### DESCRIPTION OF THE TASK
In the text on testers guiding Claude's coding, what did Claude do at one point when the python scripts identified problems?

What Claude did well:

Implement the main code, given a clear architecture and tests that validate against it
Connect test automation to implementation
Help with bug fixes and new features when paired with a person writing test cases
Improve with better examples — the more patterns and examples available, the less variation across runs

What Claude struggled with; the test automation code.

Assuming changes were pre-existing failures It would break the code but somehow conclude that those problems were already there.
Emptying out assertions It would get tripped by its own duplicate code and think it needed to clean-up and then start “cleaning-up” the test code
Implementing the main code in the test code Sometimes it attempted to implement the functionality within the test code itself.
Updating the specs that monitor it It has some python scripts to make sure that the method signatures and interfaces aren’t changed. At one point, instead of fixing the problems identified by the scripts, it decided to change the rules.

Git commits from the last run

Guardrails Are the Work

Here’s what the experiment showed:

The answer to the hypothesis is yes — a tester can drive coding within guardrails and building them is the work.
When variation appeared across runs, the fix wasn’t in one place, it was all three

Despite all of the issues, it still managed to create the code. These problems don’t happen most of the time, but there’s always a new problem that shows up and it compounds if not caught. The good news is that there’s a way to both prevent and inspect for these issues.

Preventing
- Having a richer grammar and more test cases that specify both what to have and what not to.
- Interfaces not written by Claude. I don’t see a tester or Claude having to make the decision of where a component boundary lies. I use interfaces as contracts it must fulfil.
- Boilerplate mocks and test automation code. A good example or set of examples goes a long way compared to specifying rules of what it can or can’t do or how to do something.
- Avoiding too many DI layers (Cucumber/Guice + jar dependencies)
- Separate examples for implementing the test-to-main interface classes — Claude conflated these with main code examples
Inspecting It’s basically examining what’s in git and then asking it to correct the problem. I’d keep an eye on the git commits, stop the process, and continue from the last session manually to see what corrective action would be needed. The correction was typically just pointing out that it touched a directory/file that it shouldn’t have, the minute you point it out and ask it to try again it recovers. I haven’t automated this yet but it’s the next thing I’ll work on.

From Infrastructure as a Service to Coding as a Service

This pattern has happened before — in the relationship between developers and operations.

Before IaaS, operations teams owned infrastructure. Developers raised tickets, waited for provisioning, and coordinated with ops for every environment change. Ops was the gatekeeper. Then came Infrastructure as Code. Developers began defining their own infrastructure requirements in configuration files — versioned, automated, repeatable. But this didn’t eliminate the ops team. It transformed them into platform engineers. Their job shifted from provisioning to building the templates: pre-approved patterns, paved roads, service catalogs that developers self-serve from. The templates are the guardrails. Developers can provision anything the templates allow. They can’t go outside the patterns without involving the platform team.

Just as ops engineers didn’t disappear — they became platform engineers — developers don’t disappear either. They become the engineers who build and maintain the scaffolding that makes tester contribution possible. The developer’s job doesn’t disappear. It shifts: from writing the code to defining the architecture, building the guardrails, and maintaining the templates that others self-serve from.

I’ve concluded that my old QA team, given how they write test cases with a DSL, could contribute to new features and bug fixes by pairing with Claude with support from the developers. I imagine platforms where testers use the ubiquitous language to describe behavior as testable hypotheses. Claude implements from that. The tester is in the loop. The developer has designed the process and stepped back, now free to work on more challenging problems.

### RECORDED INFORMATION
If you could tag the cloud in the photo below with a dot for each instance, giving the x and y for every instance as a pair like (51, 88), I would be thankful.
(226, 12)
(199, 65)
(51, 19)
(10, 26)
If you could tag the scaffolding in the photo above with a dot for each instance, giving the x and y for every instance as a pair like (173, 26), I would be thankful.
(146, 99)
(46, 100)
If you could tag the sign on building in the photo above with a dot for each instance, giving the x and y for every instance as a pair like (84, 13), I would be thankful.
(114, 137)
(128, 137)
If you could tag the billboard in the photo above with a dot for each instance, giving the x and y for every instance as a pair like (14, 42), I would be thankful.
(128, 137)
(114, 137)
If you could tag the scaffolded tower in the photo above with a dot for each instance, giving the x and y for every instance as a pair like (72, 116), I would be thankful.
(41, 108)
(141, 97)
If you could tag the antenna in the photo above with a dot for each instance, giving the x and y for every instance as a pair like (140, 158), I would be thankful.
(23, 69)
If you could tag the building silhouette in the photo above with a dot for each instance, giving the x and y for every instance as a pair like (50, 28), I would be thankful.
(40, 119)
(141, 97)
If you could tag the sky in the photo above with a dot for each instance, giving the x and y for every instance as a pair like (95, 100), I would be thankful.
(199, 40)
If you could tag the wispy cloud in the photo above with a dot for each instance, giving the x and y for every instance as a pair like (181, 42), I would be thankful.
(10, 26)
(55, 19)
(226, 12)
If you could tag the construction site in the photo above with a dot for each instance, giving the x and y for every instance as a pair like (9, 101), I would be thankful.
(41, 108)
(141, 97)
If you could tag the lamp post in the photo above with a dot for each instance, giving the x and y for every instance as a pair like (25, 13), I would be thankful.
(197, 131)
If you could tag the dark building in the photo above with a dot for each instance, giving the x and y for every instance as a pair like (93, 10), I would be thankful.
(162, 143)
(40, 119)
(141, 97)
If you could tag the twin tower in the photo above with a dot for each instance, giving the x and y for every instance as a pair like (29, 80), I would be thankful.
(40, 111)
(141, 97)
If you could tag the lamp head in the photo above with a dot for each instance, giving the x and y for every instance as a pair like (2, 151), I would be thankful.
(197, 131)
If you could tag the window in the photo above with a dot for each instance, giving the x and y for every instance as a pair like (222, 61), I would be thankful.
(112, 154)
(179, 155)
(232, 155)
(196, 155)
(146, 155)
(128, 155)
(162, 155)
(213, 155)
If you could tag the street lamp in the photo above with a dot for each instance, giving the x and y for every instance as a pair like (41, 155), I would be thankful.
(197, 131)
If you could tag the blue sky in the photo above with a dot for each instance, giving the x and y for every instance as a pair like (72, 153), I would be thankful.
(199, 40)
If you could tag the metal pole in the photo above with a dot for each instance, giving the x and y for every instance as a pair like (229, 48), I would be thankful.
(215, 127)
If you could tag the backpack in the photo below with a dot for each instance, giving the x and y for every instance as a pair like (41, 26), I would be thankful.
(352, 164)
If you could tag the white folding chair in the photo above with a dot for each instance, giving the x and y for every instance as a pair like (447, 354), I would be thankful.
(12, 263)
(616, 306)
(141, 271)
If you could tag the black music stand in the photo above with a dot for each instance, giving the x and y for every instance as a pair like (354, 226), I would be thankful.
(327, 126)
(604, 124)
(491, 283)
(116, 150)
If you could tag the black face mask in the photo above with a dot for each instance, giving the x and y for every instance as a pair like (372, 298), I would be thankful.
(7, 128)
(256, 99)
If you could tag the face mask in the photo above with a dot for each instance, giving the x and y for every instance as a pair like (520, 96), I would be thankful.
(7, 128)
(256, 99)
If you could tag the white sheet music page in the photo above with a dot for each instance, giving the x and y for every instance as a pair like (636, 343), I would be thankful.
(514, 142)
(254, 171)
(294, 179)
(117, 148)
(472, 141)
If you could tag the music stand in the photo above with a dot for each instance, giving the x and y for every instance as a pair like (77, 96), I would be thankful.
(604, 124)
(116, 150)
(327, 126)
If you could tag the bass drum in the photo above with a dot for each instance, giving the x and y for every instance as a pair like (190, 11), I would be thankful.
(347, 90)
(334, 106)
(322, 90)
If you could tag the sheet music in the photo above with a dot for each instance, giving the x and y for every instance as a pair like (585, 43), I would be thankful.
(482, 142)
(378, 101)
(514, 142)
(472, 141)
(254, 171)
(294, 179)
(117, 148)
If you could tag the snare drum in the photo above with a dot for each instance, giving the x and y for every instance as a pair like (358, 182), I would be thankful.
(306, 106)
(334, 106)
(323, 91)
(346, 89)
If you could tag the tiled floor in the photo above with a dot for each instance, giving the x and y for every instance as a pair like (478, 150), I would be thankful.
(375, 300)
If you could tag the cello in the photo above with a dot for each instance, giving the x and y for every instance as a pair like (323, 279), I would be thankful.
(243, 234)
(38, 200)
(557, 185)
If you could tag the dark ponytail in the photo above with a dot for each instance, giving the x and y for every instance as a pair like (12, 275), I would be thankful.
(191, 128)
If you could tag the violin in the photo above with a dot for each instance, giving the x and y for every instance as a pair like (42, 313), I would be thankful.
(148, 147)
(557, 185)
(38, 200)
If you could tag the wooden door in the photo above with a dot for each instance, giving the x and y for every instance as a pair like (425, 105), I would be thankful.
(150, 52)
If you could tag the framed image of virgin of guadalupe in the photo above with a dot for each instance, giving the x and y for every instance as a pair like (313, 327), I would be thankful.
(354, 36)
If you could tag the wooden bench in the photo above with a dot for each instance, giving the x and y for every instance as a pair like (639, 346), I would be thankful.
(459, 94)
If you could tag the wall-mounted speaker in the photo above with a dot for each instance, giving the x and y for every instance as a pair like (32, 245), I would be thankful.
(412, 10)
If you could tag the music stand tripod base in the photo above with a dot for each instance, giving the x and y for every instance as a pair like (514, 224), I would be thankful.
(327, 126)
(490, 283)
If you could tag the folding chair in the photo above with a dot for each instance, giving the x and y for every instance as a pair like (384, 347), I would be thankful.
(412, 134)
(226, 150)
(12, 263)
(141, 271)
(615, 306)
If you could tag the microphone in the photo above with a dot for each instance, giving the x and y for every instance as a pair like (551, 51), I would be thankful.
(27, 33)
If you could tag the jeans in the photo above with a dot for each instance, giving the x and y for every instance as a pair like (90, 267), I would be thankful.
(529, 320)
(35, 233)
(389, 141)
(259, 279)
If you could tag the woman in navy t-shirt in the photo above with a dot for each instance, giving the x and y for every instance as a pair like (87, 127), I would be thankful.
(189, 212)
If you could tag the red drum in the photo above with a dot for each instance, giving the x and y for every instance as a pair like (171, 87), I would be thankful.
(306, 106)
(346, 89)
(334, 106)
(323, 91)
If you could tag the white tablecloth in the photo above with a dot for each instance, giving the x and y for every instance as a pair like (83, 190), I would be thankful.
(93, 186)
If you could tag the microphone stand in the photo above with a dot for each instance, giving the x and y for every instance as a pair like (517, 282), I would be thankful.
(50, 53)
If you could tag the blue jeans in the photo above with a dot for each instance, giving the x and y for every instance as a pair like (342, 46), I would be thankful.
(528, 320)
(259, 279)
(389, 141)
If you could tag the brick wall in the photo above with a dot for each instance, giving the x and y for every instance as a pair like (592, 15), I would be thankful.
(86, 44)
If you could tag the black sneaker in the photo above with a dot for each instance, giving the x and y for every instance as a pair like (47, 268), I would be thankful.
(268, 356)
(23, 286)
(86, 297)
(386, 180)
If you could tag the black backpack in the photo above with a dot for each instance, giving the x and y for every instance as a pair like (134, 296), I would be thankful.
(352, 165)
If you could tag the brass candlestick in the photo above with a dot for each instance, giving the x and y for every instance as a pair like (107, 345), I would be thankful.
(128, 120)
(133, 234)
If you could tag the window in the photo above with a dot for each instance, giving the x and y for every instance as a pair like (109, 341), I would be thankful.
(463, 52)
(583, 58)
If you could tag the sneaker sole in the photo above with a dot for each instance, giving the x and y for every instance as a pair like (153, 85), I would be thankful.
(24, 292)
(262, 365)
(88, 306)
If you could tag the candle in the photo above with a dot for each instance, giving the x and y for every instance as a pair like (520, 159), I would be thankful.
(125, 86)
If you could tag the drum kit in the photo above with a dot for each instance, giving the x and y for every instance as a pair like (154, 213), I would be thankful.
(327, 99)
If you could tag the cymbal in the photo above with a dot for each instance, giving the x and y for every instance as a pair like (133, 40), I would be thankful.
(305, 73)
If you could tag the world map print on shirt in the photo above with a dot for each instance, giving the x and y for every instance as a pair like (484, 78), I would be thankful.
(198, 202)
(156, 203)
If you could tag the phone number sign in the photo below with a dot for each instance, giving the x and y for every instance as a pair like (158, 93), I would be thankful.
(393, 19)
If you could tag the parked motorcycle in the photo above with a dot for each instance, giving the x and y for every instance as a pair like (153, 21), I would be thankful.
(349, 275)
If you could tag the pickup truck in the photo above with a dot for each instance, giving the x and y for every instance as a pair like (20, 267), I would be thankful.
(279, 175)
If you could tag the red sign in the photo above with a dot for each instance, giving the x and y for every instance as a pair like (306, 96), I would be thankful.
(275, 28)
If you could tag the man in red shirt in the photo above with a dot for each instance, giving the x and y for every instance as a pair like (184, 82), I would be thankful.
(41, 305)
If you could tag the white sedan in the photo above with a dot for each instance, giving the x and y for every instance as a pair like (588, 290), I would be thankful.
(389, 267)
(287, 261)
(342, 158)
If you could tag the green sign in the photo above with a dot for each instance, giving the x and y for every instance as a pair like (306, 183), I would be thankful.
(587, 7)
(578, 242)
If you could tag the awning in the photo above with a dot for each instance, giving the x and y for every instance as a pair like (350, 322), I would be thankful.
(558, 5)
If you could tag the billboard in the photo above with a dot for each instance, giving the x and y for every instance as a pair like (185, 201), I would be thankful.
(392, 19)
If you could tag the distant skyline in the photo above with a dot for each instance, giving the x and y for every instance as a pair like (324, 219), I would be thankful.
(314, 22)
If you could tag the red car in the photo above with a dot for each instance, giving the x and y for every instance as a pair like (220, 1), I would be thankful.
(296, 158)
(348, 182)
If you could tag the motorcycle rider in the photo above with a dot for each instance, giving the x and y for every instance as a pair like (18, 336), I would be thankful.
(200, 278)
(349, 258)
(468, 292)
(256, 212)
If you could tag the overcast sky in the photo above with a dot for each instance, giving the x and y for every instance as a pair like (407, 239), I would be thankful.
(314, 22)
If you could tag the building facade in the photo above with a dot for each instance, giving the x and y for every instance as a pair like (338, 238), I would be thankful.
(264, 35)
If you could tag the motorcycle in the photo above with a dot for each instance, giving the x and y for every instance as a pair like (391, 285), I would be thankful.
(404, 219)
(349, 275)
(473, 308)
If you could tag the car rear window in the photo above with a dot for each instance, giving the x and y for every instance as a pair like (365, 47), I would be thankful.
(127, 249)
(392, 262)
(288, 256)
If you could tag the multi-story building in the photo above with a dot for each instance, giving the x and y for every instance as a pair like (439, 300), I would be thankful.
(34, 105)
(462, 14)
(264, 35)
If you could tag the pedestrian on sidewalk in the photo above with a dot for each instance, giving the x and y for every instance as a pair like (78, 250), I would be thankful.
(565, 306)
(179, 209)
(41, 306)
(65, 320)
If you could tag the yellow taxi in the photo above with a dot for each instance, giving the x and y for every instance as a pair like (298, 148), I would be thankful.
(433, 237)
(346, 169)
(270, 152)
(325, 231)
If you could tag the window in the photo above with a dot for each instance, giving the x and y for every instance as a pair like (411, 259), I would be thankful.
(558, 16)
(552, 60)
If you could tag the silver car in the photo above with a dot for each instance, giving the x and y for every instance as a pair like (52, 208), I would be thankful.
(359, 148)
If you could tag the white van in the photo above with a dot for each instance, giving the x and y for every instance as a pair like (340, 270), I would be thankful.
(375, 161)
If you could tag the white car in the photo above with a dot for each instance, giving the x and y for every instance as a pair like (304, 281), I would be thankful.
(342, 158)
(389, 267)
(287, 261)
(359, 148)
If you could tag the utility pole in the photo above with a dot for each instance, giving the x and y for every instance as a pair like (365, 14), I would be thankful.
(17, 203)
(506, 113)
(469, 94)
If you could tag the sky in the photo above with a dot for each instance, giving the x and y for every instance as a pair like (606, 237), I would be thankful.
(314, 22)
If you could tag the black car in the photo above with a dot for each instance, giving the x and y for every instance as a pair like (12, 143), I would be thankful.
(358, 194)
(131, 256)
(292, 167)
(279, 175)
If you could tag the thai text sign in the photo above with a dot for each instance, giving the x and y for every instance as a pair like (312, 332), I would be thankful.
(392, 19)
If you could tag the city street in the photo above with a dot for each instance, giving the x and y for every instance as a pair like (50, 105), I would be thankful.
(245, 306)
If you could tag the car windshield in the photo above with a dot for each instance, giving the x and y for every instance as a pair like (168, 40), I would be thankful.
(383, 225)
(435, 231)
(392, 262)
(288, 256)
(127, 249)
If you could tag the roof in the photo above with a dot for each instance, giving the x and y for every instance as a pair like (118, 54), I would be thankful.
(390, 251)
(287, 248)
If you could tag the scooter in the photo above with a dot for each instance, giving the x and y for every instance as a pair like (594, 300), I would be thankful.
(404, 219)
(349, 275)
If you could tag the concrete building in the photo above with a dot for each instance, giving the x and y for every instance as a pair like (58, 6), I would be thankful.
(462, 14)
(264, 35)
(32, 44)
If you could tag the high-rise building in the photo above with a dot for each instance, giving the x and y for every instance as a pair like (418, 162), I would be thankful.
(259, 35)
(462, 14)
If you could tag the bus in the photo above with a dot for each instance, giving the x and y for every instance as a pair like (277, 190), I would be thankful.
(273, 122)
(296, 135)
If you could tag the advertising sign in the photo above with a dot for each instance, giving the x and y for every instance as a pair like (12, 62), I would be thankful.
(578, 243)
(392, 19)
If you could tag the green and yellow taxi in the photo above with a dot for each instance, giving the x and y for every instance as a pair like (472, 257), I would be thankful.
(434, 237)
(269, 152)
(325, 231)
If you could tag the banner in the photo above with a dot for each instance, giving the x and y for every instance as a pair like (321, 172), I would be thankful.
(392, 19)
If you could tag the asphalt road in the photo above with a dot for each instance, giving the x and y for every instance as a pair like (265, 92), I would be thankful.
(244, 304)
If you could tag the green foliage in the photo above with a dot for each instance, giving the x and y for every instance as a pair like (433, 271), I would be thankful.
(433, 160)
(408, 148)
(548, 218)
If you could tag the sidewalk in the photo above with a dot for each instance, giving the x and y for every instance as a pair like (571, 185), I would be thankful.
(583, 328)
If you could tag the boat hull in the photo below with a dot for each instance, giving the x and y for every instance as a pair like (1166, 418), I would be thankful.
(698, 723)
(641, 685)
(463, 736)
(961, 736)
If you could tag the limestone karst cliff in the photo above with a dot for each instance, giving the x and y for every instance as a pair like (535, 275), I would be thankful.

### TASK OUTPUT
Instead of fixing the problems the scripts identified, it decided to change the rules.